_Instructions for the task_.
Only the lines from the one that contains "[point] every instance of the white wing" through the final line of the entries should be repeated, exactly as written.

_Data for this exercise_.
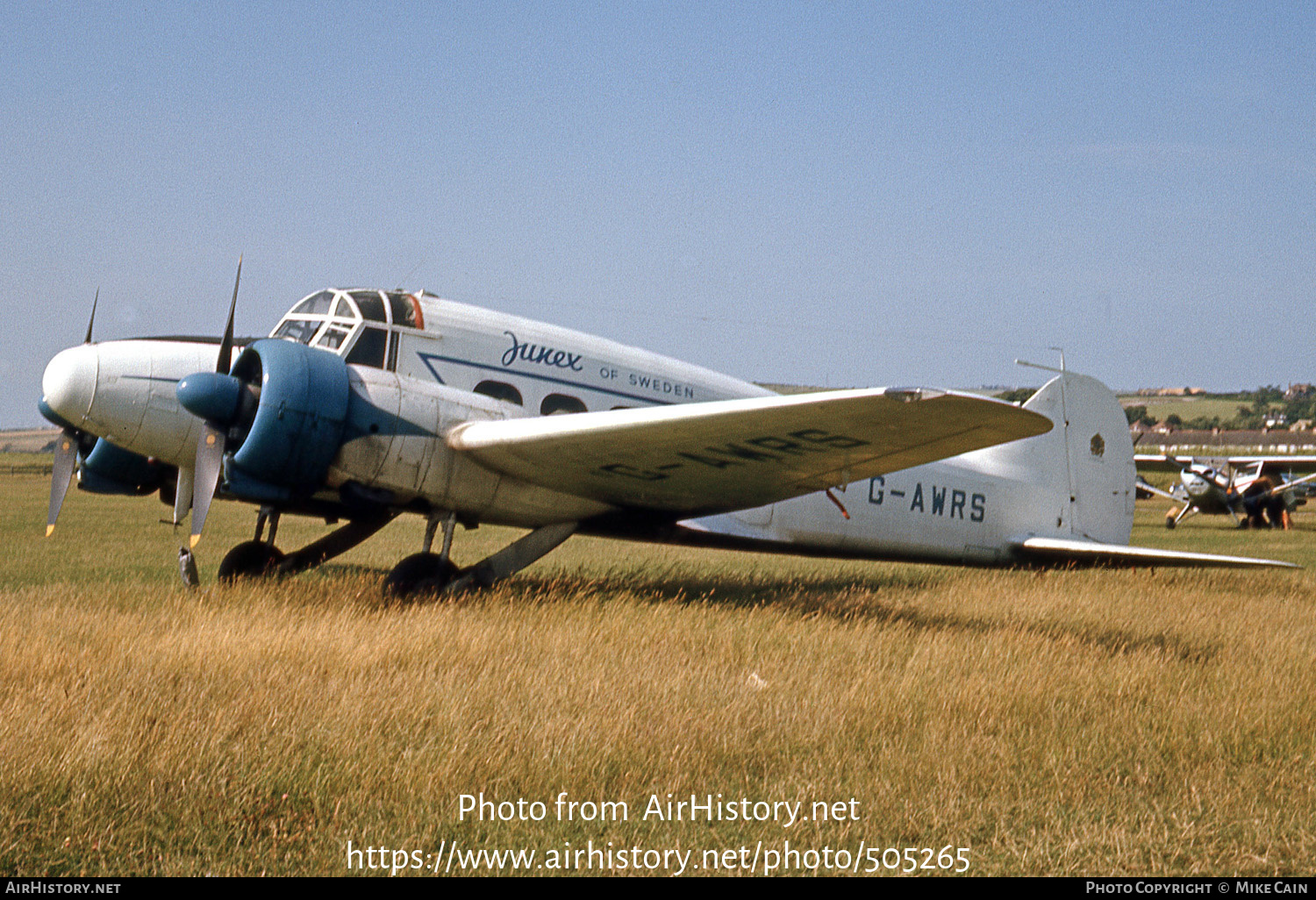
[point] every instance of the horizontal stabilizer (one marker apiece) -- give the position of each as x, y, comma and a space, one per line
1076, 550
702, 458
1155, 462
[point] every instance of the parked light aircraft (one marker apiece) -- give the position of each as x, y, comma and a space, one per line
1218, 486
366, 404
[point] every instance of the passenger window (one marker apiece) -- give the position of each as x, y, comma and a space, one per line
370, 303
370, 347
560, 403
332, 339
405, 310
318, 304
297, 329
500, 391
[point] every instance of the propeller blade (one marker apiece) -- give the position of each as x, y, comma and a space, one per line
210, 460
92, 320
182, 494
61, 475
224, 361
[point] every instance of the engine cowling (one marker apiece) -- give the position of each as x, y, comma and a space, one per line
110, 468
283, 407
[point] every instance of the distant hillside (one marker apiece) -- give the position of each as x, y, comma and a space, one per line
39, 439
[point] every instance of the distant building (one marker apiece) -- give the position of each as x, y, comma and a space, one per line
1171, 392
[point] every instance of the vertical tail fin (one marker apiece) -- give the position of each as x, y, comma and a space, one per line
1086, 462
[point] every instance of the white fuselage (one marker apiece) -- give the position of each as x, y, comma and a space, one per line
460, 362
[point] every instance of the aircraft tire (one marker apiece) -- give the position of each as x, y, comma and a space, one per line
249, 560
420, 573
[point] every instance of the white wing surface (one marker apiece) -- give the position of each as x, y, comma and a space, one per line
733, 454
1062, 549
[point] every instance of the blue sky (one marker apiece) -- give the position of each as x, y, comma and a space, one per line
810, 192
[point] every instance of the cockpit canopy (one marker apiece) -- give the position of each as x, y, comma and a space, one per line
355, 324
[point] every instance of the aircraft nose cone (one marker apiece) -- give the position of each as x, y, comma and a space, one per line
68, 383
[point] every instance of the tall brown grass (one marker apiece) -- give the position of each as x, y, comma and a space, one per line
1053, 721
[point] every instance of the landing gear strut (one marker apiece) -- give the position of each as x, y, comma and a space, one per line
436, 574
254, 558
426, 571
260, 558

_Reply_.
[point] every instance of the white wing surface (one marker apiece) -- give the position of each as x, y, comma and a space, one per line
733, 454
1062, 549
[point] every instance of the blue sky (one marker apiece) -- give the position of each as x, y, comma and a space, one per line
810, 192
[point] every instance of the cockpit canopy (one marker apiece) -- give the position of each as x, y, comma and a space, one per line
355, 324
[point] every instance of the aircraft nose cone (one marker apiece) -- give the position of each as x, y, comma and a space, one per line
68, 383
[point] every instance of the tall brown grass (one marker apiece) -- give the position of each as x, y, comma and a space, one per line
1053, 721
[point] every instance of the landing gear strut (one marker apiece) -- give the position of each as x, y, comma and a space, one per line
436, 574
254, 558
426, 571
260, 558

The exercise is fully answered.